This peculiar configuration of three ridges may be understood as follows:
Middle Appalachians
Southern Appalachians
In a southwestern section, the crystalline belt again assumes importance
in breadth and height, and the plateau member maintains the strength that
it had in the middle section, but the intermediate stratified belt again
has fewer ridges, because of the infrequence here of ridge, making strata
as compared to their frequency in the middle section.Middle Section of the Appalachian
Middle Appalachians Courtesy of USGS |
The transition from the strongly folded structure of the Alleghany ridges and valleys to the nearly horizontal structure of the Appalachian plateau is promptly made. With this change in structure comes a change in the form. As the horizontal strata of the plateau present equal ease or difficulty of erosion in any direction, the streams and the submature valleys of the plateau therefore ramify in every direction, thus presenting a pattern that has been called insequent, because it follows no apparent control. - Further mention of the Appalachian plateau is made in a later section.
The crystalline belt of the middle Appalachians, approximately 60 to 80 miles wide, is today of moderate height because the Tertiary upwarping there was more moderate. The height is greatest along the inner or northwestern border of the belt. Here a sub-mountainous topography has been produced by normal dissection, chiefly in the Tertiary cycle. Its valleys are narrow because the rocks are resistant. The relief is strong enough to make occupation difficult. The slopes are forested. The uplands are cleared and well occupied farms and villages, but many of the valleys are wooded glens. As the altitude decreases southeastward, the crystalline belt dips under the coastal plain, near a line marked by the Delaware river from Trenton to Philadelphia, and from there south-southwestward through Maryland and Virginia past the cities of Baltimore, Washington and Richmond.
The Pennsylvania portion of the crystalline belt is narrow, because of encroachment upon it by the inward overlap of the coastal plain. It is low not only because of the small Tertiary uplift, but more importantly its even discontinous because of the inclusion of belts of weak non-crystalline rock. Here the rolling uplands are worn down to lowland belts, the longest of which reaches from the southern corner of New York, across New Jersey, Pennsylvania and Maryland, into central Virginia.

# Written request a:
Reproduce the passage on the Appalachians word for word, from start to finish.
The passage and the entries have nothing to do with each other.

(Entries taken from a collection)

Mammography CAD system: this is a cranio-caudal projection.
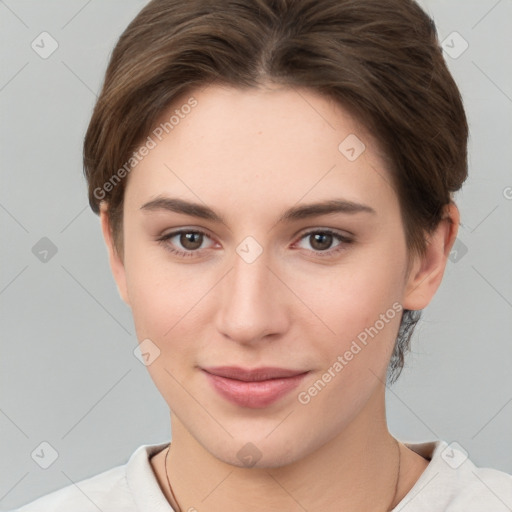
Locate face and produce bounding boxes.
[103,86,440,466]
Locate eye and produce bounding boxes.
[157,229,210,258]
[294,229,353,257]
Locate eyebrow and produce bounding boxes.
[140,196,377,224]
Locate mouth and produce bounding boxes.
[201,366,310,409]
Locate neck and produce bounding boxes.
[163,386,416,512]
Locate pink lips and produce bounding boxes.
[202,366,309,409]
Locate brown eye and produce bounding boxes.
[294,229,354,257]
[179,231,203,251]
[157,229,212,257]
[309,232,333,251]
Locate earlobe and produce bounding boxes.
[403,202,460,310]
[100,203,130,305]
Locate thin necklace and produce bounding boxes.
[164,439,402,512]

# Written request b:
Arrange the entries from the line containing "Locate neck and produce bounding boxes." through the line containing "[309,232,333,251]", inclusive, as a two-column CSV with the columns request and answer. Write one row per request, put each value in a single quoted field, and replace any line breaks with spaces.

# Written reply a:
This peculiar configuration of three ridges may be understood as follows:
Middle Appalachians
Southern Appalachians
In a southwestern section, the crystalline belt again assumes importance
in breadth and height, and the plateau member maintains the strength that
it had in the middle section, but the intermediate stratified belt again
has fewer ridges, because of the infrequence here of ridge, making strata
as compared to their frequency in the middle section.Middle Section of the Appalachian
Middle Appalachians Courtesy of USGS |
The transition from the strongly folded structure of the Alleghany ridges and valleys to the nearly horizontal structure of the Appalachian plateau is promptly made. With this change in structure comes a change in the form. As the horizontal strata of the plateau present equal ease or difficulty of erosion in any direction, the streams and the submature valleys of the plateau therefore ramify in every direction, thus presenting a pattern that has been called insequent, because it follows no apparent control. - Further mention of the Appalachian plateau is made in a later section.
The crystalline belt of the middle Appalachians, approximately 60 to 80 miles wide, is today of moderate height because the Tertiary upwarping there was more moderate. The height is greatest along the inner or northwestern border of the belt. Here a sub-mountainous topography has been produced by normal dissection, chiefly in the Tertiary cycle. Its valleys are narrow because the rocks are resistant. The relief is strong enough to make occupation difficult. The slopes are forested. The uplands are cleared and well occupied farms and villages, but many of the valleys are wooded glens. As the altitude decreases southeastward, the crystalline belt dips under the coastal plain, near a line marked by the Delaware river from Trenton to Philadelphia, and from there south-southwestward through Maryland and Virginia past the cities of Baltimore, Washington and Richmond.
The Pennsylvania portion of the crystalline belt is narrow, because of encroachment upon it by the inward overlap of the coastal plain. It is low not only because of the small Tertiary uplift, but more importantly its even discontinous because of the inclusion of belts of weak non-crystalline rock. Here the rolling uplands are worn down to lowland belts, the longest of which reaches from the southern corner of New York, across New Jersey, Pennsylvania and Maryland, into central Virginia.

# Written reply b:
request,answer
"Locate neck and produce bounding boxes.","[163,386,416,512]"
"Locate pink lips and produce bounding boxes.","[202,366,309,409]"
"Locate brown eye and produce bounding boxes.","[294,229,354,257] [179,231,203,251] [157,229,212,257] [309,232,333,251]"